* _Task description_:
Rewrite everything from "It was Melville, though, who" down to "than loving Middlemarch." in the passage on reading Moby-Dick, substituting "millstone" for "albatross".

* _Reading text_:
● ● ●
It was Melville, though, who surprised and thrilled me beyond my expectations, which I admit were low at the outset. I’m not sure why, really, except that Moby-Dick looms so over the American canon — and the novel tends to be represented in popular culture less as a splendid read than as a literary albatross, weighty and meaningful and mostly unwanted. Loving Moby-Dick (at least among my acquaintance) is a much more niche activity than loving Middlemarch.
Now that I’ve finally read it for myself, I can see why: it is certainly a much stranger book than Middlemarch, or, indeed, than most novels, Victorian or otherwise. Yet I was better prepared to read it than I knew, because like The Portrait of a Lady and The House of Mirth, Moby-Dick has a recognizable Victorian genealogy, only it harkens back not to fiction but to … well, to whatever label you want to give Thomas Carlyle’s genre-bending oddity Sartor Resartus. Almost immediately, I heard echoes of Carlyle’s prophetic ebullience in Melville’s narration:
Men may seem detestable as joint-stock companies and nations; knaves, fools, and murderers there may be; men may have mean and meagre faces; but man, in the ideal, is so noble and so sparkling, such a grand and glowing creature, that over any ignominious blemish in him all his fellows should run to throw their costliest robes. That immaculate manliness we feel within ourselves, so far within us, that it remains intact though all the outer character seem gone; bleeds with keenest anguish at the undraped spectacle of a valor-ruined man. Nor can piety itself, at such a shameful sight, completely stifle her upbraidings against the permitting stars. But this august dignity I treat of, is not the dignity of kings and robes, but that abounding dignity which has no robed investiture. Thou shalt see it shining in the arm that wields a pick or drives a spike; that democratic dignity which, on all hands, radiates without end from God; Himself! the great God absolute! The centre and circumstance of all democracy! His omnipresence, our divine equality!
● ● ●
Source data
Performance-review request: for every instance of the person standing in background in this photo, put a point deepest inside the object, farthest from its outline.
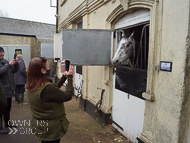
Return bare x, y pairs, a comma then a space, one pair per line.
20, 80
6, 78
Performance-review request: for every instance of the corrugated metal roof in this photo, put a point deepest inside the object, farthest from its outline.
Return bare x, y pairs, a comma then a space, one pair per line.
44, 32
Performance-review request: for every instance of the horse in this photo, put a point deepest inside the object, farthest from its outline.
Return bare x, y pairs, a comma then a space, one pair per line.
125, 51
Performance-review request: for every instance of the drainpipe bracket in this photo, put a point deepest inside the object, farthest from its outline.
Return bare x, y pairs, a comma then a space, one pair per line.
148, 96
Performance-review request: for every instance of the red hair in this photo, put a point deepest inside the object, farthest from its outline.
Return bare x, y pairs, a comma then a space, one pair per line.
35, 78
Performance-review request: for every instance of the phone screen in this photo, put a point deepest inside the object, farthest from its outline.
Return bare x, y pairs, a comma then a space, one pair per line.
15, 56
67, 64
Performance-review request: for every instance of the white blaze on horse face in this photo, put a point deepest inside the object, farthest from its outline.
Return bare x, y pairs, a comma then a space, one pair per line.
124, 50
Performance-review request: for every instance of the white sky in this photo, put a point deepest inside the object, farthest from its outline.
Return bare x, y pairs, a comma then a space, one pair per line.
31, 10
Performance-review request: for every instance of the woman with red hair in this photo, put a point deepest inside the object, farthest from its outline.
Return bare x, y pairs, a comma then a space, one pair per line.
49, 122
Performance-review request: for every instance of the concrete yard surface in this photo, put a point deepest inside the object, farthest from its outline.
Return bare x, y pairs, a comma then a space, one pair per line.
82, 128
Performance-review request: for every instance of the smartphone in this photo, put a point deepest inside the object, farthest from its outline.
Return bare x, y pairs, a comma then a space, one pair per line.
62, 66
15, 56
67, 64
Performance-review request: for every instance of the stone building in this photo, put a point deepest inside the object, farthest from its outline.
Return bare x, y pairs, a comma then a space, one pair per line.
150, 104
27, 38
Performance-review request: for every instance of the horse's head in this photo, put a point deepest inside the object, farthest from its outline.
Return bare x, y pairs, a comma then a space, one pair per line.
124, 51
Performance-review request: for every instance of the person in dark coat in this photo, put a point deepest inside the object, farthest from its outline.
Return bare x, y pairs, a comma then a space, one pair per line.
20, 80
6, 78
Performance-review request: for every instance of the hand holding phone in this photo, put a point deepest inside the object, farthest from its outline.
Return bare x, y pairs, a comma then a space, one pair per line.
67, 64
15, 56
● ● ●
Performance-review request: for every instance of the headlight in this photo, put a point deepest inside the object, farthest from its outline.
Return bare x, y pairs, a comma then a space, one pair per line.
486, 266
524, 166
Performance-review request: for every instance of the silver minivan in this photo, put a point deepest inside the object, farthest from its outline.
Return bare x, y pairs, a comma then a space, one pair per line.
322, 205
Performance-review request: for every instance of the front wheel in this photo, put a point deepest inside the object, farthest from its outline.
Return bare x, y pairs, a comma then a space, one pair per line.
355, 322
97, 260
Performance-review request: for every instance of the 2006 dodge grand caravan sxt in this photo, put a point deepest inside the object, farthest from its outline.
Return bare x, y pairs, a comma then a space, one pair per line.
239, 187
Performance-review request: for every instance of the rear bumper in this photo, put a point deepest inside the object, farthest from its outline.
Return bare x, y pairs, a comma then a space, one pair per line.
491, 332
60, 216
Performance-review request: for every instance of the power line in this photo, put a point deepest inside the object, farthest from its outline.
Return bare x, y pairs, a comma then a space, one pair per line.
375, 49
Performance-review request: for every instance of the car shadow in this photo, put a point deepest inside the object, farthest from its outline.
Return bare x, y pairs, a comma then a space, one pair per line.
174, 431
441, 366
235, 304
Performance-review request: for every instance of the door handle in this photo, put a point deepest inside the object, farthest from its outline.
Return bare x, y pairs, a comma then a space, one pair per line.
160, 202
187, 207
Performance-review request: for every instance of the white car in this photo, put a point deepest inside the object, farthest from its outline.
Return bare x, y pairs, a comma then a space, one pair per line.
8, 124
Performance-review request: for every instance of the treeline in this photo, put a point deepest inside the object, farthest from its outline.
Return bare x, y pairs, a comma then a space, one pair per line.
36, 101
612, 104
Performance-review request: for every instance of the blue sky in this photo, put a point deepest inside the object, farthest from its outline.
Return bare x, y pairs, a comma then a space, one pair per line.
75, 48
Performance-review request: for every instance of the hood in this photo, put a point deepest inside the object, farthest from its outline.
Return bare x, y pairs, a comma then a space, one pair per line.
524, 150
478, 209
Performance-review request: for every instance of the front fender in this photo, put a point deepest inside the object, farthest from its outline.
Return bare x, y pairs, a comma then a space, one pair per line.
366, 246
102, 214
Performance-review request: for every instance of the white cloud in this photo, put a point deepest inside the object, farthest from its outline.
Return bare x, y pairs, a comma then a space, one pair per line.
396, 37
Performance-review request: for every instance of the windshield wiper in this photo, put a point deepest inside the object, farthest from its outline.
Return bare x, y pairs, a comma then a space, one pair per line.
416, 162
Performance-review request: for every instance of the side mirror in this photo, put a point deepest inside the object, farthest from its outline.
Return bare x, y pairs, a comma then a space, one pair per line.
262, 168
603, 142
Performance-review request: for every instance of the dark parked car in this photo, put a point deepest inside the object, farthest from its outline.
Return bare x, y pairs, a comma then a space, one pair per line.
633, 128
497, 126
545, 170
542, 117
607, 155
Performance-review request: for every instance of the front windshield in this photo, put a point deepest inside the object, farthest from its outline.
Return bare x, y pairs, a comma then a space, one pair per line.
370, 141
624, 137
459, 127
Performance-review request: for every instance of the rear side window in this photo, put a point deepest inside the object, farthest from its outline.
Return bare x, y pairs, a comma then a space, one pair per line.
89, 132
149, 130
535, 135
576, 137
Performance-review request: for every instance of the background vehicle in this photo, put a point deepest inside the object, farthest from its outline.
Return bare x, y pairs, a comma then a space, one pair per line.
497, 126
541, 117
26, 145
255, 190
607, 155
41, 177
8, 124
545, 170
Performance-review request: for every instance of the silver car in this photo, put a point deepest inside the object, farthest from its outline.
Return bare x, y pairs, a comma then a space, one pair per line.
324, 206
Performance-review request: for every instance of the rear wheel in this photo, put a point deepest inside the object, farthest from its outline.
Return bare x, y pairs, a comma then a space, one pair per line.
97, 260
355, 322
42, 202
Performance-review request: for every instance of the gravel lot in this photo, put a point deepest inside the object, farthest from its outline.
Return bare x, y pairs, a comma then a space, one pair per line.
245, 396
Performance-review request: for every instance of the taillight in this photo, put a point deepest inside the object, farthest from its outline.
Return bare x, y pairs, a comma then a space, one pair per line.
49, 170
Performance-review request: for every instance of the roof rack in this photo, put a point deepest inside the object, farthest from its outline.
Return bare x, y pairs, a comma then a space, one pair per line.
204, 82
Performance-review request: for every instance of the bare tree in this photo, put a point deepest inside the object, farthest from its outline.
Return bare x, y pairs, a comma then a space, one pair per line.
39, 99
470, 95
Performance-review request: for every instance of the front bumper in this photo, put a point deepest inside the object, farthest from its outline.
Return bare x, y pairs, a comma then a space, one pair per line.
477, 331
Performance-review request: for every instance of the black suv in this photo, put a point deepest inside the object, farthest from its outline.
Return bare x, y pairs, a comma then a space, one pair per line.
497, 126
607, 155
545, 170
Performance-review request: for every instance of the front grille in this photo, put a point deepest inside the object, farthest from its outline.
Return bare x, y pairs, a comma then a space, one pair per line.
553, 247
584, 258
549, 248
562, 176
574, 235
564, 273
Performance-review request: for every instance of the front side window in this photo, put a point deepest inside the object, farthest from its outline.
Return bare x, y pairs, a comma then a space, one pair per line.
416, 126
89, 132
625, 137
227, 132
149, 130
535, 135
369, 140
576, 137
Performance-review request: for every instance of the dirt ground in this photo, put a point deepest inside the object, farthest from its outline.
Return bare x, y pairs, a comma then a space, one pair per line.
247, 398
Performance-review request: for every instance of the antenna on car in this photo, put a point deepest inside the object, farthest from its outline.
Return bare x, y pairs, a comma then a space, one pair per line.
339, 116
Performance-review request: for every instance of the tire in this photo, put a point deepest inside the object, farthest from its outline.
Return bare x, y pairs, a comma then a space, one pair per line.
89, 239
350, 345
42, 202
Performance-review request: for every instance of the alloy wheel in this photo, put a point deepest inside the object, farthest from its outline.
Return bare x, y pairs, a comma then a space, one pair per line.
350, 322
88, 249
● ● ●
* _Reply to the task_:
It was Melville, though, who surprised and thrilled me beyond my expectations, which I admit were low at the outset. I’m not sure why, really, except that Moby-Dick looms so over the American canon — and the novel tends to be represented in popular culture less as a splendid read than as a literary millstone, weighty and meaningful and mostly unwanted. Loving Moby-Dick (at least among my acquaintance) is a much more niche activity than loving Middlemarch.